#### Referring expression pointing data

● ● ● ● ●

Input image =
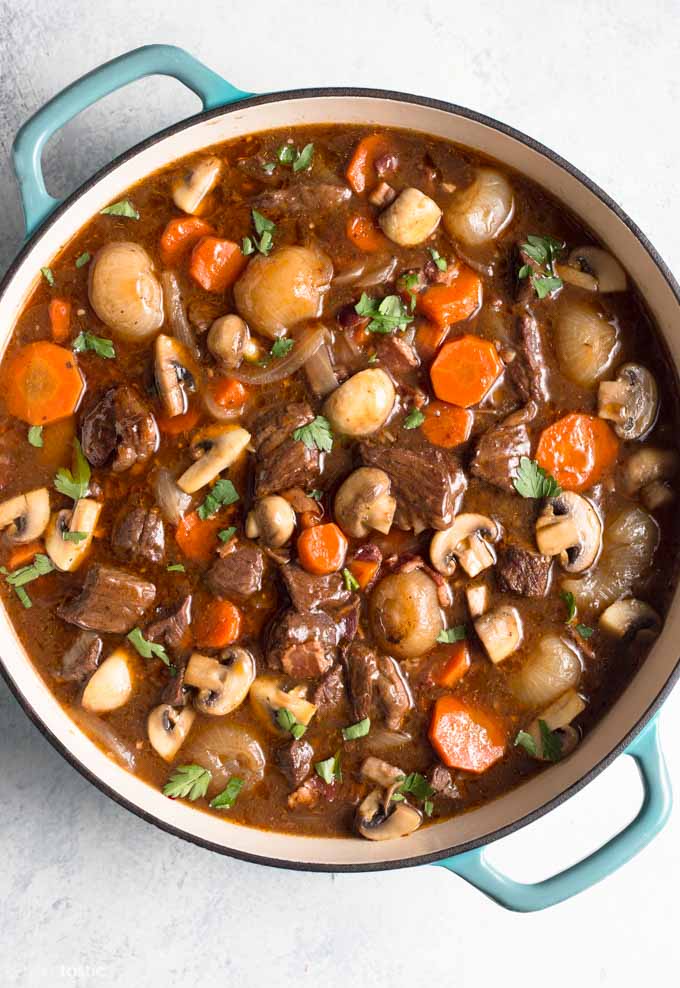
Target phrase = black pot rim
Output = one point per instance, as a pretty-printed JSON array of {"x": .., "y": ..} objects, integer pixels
[{"x": 594, "y": 771}]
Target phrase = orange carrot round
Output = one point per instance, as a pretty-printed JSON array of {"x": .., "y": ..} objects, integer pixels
[
  {"x": 322, "y": 549},
  {"x": 577, "y": 450},
  {"x": 465, "y": 736},
  {"x": 43, "y": 383},
  {"x": 465, "y": 370},
  {"x": 447, "y": 425}
]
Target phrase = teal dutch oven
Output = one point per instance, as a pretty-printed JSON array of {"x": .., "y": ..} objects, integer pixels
[{"x": 630, "y": 727}]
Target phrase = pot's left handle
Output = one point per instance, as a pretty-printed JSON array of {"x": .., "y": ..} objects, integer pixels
[{"x": 211, "y": 88}]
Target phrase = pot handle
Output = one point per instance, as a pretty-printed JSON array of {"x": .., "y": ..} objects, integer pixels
[
  {"x": 211, "y": 88},
  {"x": 656, "y": 805}
]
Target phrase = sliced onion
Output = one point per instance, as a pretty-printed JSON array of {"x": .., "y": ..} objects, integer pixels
[
  {"x": 305, "y": 347},
  {"x": 173, "y": 502},
  {"x": 553, "y": 668},
  {"x": 176, "y": 313}
]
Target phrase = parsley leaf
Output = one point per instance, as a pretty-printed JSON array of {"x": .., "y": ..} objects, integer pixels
[
  {"x": 98, "y": 344},
  {"x": 122, "y": 208},
  {"x": 414, "y": 419},
  {"x": 386, "y": 316},
  {"x": 450, "y": 635},
  {"x": 534, "y": 481},
  {"x": 358, "y": 730},
  {"x": 226, "y": 799},
  {"x": 35, "y": 436},
  {"x": 74, "y": 483},
  {"x": 329, "y": 769},
  {"x": 188, "y": 782},
  {"x": 222, "y": 494},
  {"x": 288, "y": 722},
  {"x": 316, "y": 435},
  {"x": 147, "y": 649}
]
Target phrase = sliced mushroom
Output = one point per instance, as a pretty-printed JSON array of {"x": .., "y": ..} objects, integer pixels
[
  {"x": 570, "y": 527},
  {"x": 647, "y": 465},
  {"x": 25, "y": 516},
  {"x": 215, "y": 449},
  {"x": 375, "y": 822},
  {"x": 411, "y": 218},
  {"x": 228, "y": 340},
  {"x": 124, "y": 291},
  {"x": 267, "y": 697},
  {"x": 173, "y": 376},
  {"x": 362, "y": 404},
  {"x": 223, "y": 683},
  {"x": 110, "y": 686},
  {"x": 607, "y": 271},
  {"x": 168, "y": 727},
  {"x": 630, "y": 618},
  {"x": 272, "y": 520},
  {"x": 631, "y": 401},
  {"x": 190, "y": 191},
  {"x": 466, "y": 541},
  {"x": 69, "y": 534},
  {"x": 364, "y": 502}
]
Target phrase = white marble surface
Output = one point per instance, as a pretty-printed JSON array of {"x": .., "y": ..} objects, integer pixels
[{"x": 92, "y": 896}]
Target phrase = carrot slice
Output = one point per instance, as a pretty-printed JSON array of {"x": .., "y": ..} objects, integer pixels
[
  {"x": 197, "y": 538},
  {"x": 447, "y": 304},
  {"x": 361, "y": 173},
  {"x": 364, "y": 234},
  {"x": 465, "y": 370},
  {"x": 577, "y": 450},
  {"x": 447, "y": 425},
  {"x": 43, "y": 383},
  {"x": 218, "y": 624},
  {"x": 322, "y": 549},
  {"x": 454, "y": 666},
  {"x": 60, "y": 319},
  {"x": 180, "y": 235},
  {"x": 216, "y": 263},
  {"x": 465, "y": 736}
]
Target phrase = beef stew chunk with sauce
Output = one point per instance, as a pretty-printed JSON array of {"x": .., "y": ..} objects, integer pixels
[{"x": 338, "y": 478}]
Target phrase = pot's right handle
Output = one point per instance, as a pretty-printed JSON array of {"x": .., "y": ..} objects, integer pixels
[
  {"x": 656, "y": 805},
  {"x": 29, "y": 143}
]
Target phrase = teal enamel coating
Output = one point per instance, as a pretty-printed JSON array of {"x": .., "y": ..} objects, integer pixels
[
  {"x": 214, "y": 91},
  {"x": 656, "y": 806}
]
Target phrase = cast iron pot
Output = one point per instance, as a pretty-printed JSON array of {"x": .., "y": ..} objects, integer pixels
[{"x": 629, "y": 727}]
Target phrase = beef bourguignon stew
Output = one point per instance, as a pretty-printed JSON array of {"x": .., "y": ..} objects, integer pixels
[{"x": 337, "y": 480}]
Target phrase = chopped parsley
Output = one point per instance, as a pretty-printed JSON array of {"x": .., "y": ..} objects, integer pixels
[
  {"x": 358, "y": 730},
  {"x": 316, "y": 435},
  {"x": 386, "y": 316},
  {"x": 221, "y": 495},
  {"x": 35, "y": 436},
  {"x": 74, "y": 483},
  {"x": 533, "y": 481},
  {"x": 98, "y": 344},
  {"x": 188, "y": 782},
  {"x": 226, "y": 799},
  {"x": 122, "y": 208}
]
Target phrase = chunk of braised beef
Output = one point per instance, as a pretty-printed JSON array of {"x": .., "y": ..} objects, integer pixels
[
  {"x": 238, "y": 573},
  {"x": 138, "y": 533},
  {"x": 498, "y": 453},
  {"x": 523, "y": 571},
  {"x": 308, "y": 592},
  {"x": 295, "y": 760},
  {"x": 427, "y": 482},
  {"x": 81, "y": 658},
  {"x": 303, "y": 645},
  {"x": 110, "y": 600}
]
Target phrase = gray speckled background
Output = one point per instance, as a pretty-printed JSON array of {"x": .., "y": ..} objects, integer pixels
[{"x": 92, "y": 896}]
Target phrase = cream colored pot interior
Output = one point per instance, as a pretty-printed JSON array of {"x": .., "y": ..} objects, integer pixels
[{"x": 657, "y": 669}]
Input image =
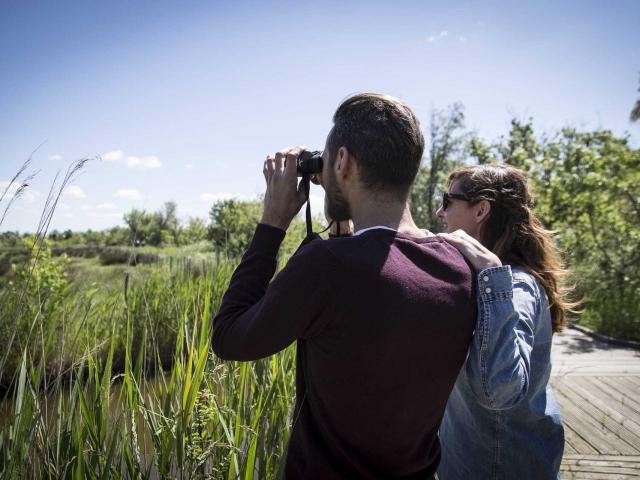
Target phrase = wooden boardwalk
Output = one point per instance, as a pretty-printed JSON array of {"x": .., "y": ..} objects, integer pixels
[{"x": 597, "y": 385}]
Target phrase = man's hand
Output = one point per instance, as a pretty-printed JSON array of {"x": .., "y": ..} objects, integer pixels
[
  {"x": 284, "y": 196},
  {"x": 479, "y": 255}
]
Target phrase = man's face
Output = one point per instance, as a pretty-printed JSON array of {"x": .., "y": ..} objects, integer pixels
[{"x": 337, "y": 205}]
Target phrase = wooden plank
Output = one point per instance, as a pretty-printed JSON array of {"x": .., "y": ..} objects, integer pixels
[
  {"x": 572, "y": 475},
  {"x": 619, "y": 391},
  {"x": 610, "y": 419},
  {"x": 629, "y": 385},
  {"x": 592, "y": 430},
  {"x": 632, "y": 459},
  {"x": 602, "y": 397},
  {"x": 569, "y": 449},
  {"x": 613, "y": 392},
  {"x": 575, "y": 442},
  {"x": 603, "y": 392},
  {"x": 635, "y": 378}
]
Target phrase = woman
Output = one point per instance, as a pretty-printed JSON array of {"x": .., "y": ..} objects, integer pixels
[{"x": 502, "y": 420}]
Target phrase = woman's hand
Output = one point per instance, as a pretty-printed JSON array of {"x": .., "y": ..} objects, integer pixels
[{"x": 479, "y": 256}]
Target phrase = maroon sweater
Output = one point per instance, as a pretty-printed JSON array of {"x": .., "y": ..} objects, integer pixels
[{"x": 383, "y": 322}]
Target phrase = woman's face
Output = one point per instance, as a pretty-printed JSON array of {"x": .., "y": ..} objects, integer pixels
[{"x": 459, "y": 214}]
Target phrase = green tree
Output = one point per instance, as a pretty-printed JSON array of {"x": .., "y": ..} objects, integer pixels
[
  {"x": 635, "y": 113},
  {"x": 447, "y": 149},
  {"x": 195, "y": 231},
  {"x": 233, "y": 223}
]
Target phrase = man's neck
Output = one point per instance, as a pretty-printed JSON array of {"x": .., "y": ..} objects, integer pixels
[{"x": 378, "y": 212}]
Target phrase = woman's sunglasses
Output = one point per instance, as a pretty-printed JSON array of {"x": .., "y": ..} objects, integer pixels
[{"x": 446, "y": 198}]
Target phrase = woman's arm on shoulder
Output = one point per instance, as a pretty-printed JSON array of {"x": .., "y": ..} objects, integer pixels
[{"x": 499, "y": 362}]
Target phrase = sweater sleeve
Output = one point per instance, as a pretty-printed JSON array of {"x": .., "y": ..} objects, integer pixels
[
  {"x": 257, "y": 318},
  {"x": 499, "y": 361}
]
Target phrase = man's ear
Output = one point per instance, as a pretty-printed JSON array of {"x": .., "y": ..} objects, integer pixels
[
  {"x": 482, "y": 211},
  {"x": 344, "y": 161}
]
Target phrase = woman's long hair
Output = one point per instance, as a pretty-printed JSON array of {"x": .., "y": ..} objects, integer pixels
[{"x": 514, "y": 233}]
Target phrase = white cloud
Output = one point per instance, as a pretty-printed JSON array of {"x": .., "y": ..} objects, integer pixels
[
  {"x": 143, "y": 163},
  {"x": 74, "y": 191},
  {"x": 438, "y": 37},
  {"x": 113, "y": 156},
  {"x": 212, "y": 197},
  {"x": 128, "y": 193},
  {"x": 107, "y": 206},
  {"x": 95, "y": 214}
]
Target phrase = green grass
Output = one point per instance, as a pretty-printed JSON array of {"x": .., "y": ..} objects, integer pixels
[{"x": 110, "y": 409}]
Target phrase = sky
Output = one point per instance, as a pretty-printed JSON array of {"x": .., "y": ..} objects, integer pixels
[{"x": 182, "y": 101}]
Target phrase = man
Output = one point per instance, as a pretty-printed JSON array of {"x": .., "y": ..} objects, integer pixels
[{"x": 382, "y": 319}]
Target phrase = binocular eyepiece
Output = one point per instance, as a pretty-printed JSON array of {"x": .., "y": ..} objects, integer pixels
[{"x": 310, "y": 163}]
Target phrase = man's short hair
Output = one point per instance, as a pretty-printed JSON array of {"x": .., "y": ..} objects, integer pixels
[{"x": 384, "y": 136}]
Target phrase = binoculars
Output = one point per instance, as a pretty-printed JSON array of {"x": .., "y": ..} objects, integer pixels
[{"x": 310, "y": 163}]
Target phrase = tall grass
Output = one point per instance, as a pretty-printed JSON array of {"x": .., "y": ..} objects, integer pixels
[
  {"x": 127, "y": 386},
  {"x": 124, "y": 385}
]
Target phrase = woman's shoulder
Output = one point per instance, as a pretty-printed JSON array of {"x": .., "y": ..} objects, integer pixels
[{"x": 523, "y": 278}]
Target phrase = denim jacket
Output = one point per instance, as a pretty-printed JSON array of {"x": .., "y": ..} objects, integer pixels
[{"x": 502, "y": 420}]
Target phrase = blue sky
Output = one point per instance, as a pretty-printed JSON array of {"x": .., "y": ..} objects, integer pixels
[{"x": 185, "y": 99}]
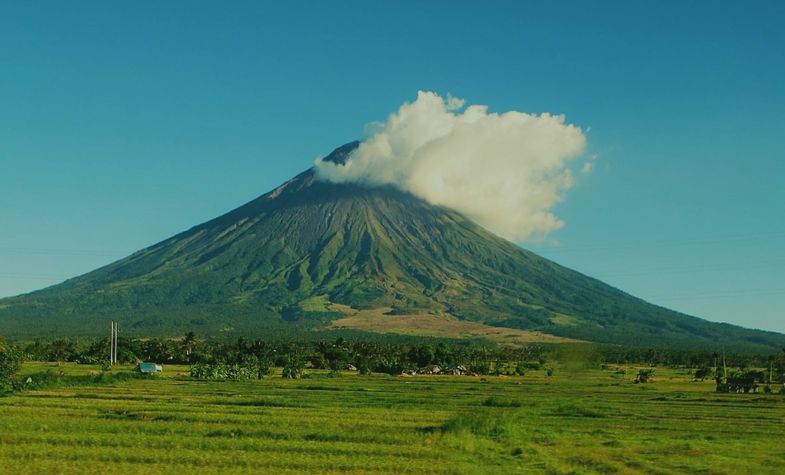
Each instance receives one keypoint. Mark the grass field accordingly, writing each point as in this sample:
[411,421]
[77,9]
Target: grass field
[573,422]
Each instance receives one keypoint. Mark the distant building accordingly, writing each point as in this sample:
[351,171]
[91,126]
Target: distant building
[149,368]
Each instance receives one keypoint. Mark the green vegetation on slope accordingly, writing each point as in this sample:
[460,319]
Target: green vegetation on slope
[276,263]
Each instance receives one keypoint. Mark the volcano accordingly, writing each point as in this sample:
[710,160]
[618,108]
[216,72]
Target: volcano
[316,256]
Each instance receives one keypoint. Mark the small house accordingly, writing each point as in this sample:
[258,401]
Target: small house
[456,370]
[430,369]
[149,368]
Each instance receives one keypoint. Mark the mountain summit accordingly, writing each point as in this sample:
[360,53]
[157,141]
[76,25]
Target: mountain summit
[317,255]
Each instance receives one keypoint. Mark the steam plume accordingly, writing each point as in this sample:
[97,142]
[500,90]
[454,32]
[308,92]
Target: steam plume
[505,171]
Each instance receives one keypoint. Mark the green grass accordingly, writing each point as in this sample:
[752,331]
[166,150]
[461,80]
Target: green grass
[579,422]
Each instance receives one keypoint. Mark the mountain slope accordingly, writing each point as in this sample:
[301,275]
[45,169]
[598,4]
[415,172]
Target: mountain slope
[281,260]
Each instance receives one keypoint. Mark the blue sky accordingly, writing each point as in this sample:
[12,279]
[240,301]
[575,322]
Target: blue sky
[122,123]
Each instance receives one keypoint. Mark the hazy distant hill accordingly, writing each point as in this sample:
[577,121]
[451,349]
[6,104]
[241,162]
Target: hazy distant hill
[282,260]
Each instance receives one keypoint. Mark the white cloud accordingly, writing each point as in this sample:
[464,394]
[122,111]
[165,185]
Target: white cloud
[505,171]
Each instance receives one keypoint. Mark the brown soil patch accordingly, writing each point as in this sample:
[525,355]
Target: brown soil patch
[376,321]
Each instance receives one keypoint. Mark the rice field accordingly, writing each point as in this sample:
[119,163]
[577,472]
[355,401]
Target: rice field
[573,422]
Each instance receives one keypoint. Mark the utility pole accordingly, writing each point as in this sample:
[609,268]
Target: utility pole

● ● ● ● ●

#### Activity
From the entries above, extract only the lines running from the one containing "Target phrase = woman's hand" through the one containing "Target phrase = woman's face", inclusive.

#### Result of the exercise
Target phrase = woman's hand
Output = one point per instance, as a pretty-printed JSON array of {"x": .., "y": ..} objects, integer pixels
[{"x": 479, "y": 256}]
Target phrase = maroon sweater
Output = one point per instance, as a pretty-printed JSON array of {"x": .., "y": ..} objects, integer pixels
[{"x": 383, "y": 322}]
Target phrase = woman's face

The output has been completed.